Start of Records shown

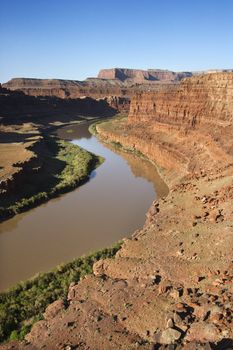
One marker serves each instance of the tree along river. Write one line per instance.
(110, 206)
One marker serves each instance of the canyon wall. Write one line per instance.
(170, 284)
(142, 76)
(205, 99)
(15, 105)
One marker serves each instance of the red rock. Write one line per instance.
(203, 332)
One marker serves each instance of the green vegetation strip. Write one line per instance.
(23, 305)
(65, 166)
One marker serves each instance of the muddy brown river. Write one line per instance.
(110, 206)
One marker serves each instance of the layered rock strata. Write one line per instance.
(170, 285)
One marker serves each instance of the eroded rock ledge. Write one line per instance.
(170, 285)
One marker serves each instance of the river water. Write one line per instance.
(110, 206)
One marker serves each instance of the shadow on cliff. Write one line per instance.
(17, 107)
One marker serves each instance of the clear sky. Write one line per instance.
(74, 39)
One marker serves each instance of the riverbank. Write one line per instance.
(23, 305)
(170, 285)
(53, 167)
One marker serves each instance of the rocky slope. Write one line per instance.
(170, 286)
(142, 76)
(16, 106)
(110, 82)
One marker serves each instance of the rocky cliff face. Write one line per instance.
(201, 100)
(142, 76)
(170, 285)
(15, 105)
(110, 82)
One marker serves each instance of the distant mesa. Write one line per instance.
(142, 76)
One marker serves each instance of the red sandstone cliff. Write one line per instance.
(170, 285)
(142, 76)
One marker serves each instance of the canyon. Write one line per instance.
(170, 284)
(119, 82)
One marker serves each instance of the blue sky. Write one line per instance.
(74, 39)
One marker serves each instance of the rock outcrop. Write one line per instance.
(142, 76)
(110, 82)
(16, 105)
(170, 285)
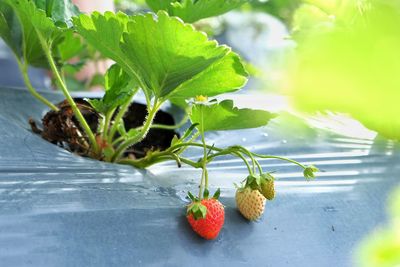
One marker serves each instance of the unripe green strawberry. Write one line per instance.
(268, 189)
(250, 202)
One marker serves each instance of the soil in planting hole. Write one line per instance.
(62, 128)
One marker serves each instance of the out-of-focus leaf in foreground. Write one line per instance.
(349, 62)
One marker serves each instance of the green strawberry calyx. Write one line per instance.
(309, 172)
(196, 208)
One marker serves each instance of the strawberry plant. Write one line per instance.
(166, 60)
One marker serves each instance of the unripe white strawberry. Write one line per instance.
(251, 203)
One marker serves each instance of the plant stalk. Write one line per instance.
(70, 100)
(139, 137)
(24, 71)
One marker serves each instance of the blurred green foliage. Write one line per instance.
(348, 60)
(282, 9)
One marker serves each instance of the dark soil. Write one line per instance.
(62, 128)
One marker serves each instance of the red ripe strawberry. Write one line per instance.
(206, 217)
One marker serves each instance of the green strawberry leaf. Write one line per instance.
(217, 194)
(206, 193)
(119, 89)
(194, 10)
(132, 133)
(70, 47)
(267, 177)
(26, 28)
(189, 131)
(252, 181)
(183, 65)
(10, 30)
(227, 117)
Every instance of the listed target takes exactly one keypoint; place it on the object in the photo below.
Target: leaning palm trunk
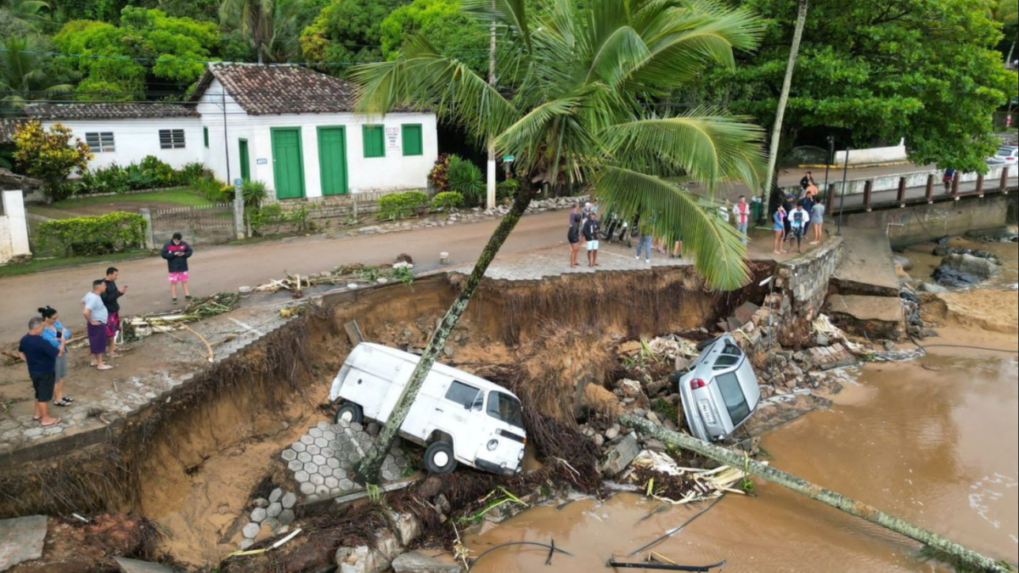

End of Records shown

:: Task item ::
What you return must match the records line for line, with the pictures left out.

:: Exercise answer ::
One marker serves each instance of the tree along river. Write one line per instance.
(110, 206)
One marker serves each instance of the canyon wall. Write one line per instance.
(170, 284)
(142, 76)
(205, 99)
(15, 105)
One marker serves each instance of the red rock. Write one line per instance.
(203, 332)
One marker serves each instance of the green vegetation strip. Write one line per instance.
(23, 305)
(65, 166)
One marker serves each instance of the muddy brown river. Write one line per instance.
(110, 206)
One marker serves each instance of the layered rock strata. Write one line per instance.
(170, 285)
One marker serves each instance of the eroded rock ledge. Write one line per instance.
(170, 285)
One marker serves each instance of the river water. Write one line per instance.
(110, 206)
One marker serves each instance of the shadow on cliff. Write one line per instance.
(17, 107)
One marker serves each instance of the clear sky. Write one line per instance.
(74, 39)
One marker serves each instance of the riverbank. Write one line per instance.
(23, 305)
(170, 285)
(53, 167)
One marker serves each instance of the rocky slope. Write one line per instance.
(170, 286)
(142, 76)
(16, 106)
(110, 82)
One marker serves each instance of the rocky cliff face. Write one line per instance.
(201, 100)
(142, 76)
(170, 285)
(15, 105)
(110, 82)
One marker serves each instance of the distant mesa. Write one line per instance.
(142, 76)
One marker serves each instance of the red sandstone cliff. Write one line per instance.
(170, 285)
(142, 76)
One marker serves each instance of the canyon. Write one line per instance.
(170, 284)
(119, 82)
One marker serves each instance of the blue sky. Write one line per instance.
(74, 39)
One marker serves each instance of the rock outcrop. Write one line per instance.
(142, 76)
(110, 82)
(16, 105)
(170, 285)
One marker serves each instance of the unripe green strawberry. Write one line per instance.
(268, 189)
(250, 202)
One marker serves each instance of the soil in planting hole. Write one line per instance.
(62, 128)
One marker serves each instance of the out-of-focus leaf in foreground. Write one line per instance.
(349, 62)
One marker serves each instance of the green strawberry calyx. Write one line per instance.
(309, 172)
(196, 208)
One marker serves each instance of the strawberry plant. Write one line per instance.
(166, 60)
One marker serves each instance of the unripe white strawberry. Write one line per instance.
(251, 203)
One marker serves each instance of the plant stalk. Write one line per instance.
(70, 100)
(139, 137)
(24, 71)
One marker serves each instance of the blurred green foliage. Write one line per instance.
(348, 60)
(282, 9)
One marker serves each instance of the dark soil. Write one line per instance.
(62, 128)
One marker serves each instance of the red ripe strawberry. Write one line per instance.
(206, 217)
One marker serves each instance of the green strawberry leaf. Write one line per instance.
(217, 194)
(206, 193)
(119, 89)
(194, 10)
(132, 133)
(70, 47)
(267, 177)
(26, 28)
(189, 131)
(252, 181)
(183, 65)
(10, 30)
(227, 117)
Every instance of the listed target takes exactly one keypoint; place it on the object in the photo below.
Target: leaning palm trunk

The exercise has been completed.